MATERIAL FOR THIS EXERCISE Start Marker

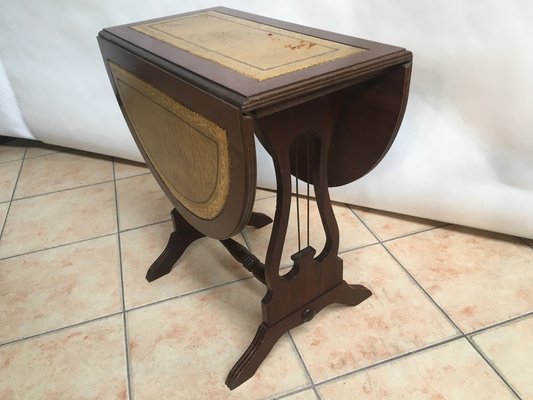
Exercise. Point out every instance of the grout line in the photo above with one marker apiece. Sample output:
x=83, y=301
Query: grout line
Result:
x=424, y=291
x=145, y=226
x=357, y=248
x=390, y=360
x=493, y=367
x=444, y=225
x=63, y=190
x=193, y=292
x=81, y=241
x=52, y=331
x=501, y=323
x=79, y=187
x=291, y=393
x=12, y=194
x=412, y=277
x=462, y=334
x=123, y=298
x=304, y=365
x=57, y=246
x=133, y=176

MATERIAL FOR THIS EXERCISE End Marker

TASK STATEMENT: Could you set down the material above word for word while dropping its pictures?

WRITTEN SOLUTION:
Exercise. Point out every instance of the grout line in the photo above with one marker apiece. Sample output:
x=83, y=301
Query: grout line
Result:
x=424, y=291
x=145, y=226
x=357, y=248
x=390, y=360
x=493, y=367
x=444, y=225
x=63, y=190
x=193, y=292
x=81, y=241
x=52, y=331
x=501, y=323
x=79, y=187
x=291, y=393
x=12, y=194
x=412, y=277
x=462, y=334
x=123, y=298
x=304, y=365
x=57, y=246
x=133, y=176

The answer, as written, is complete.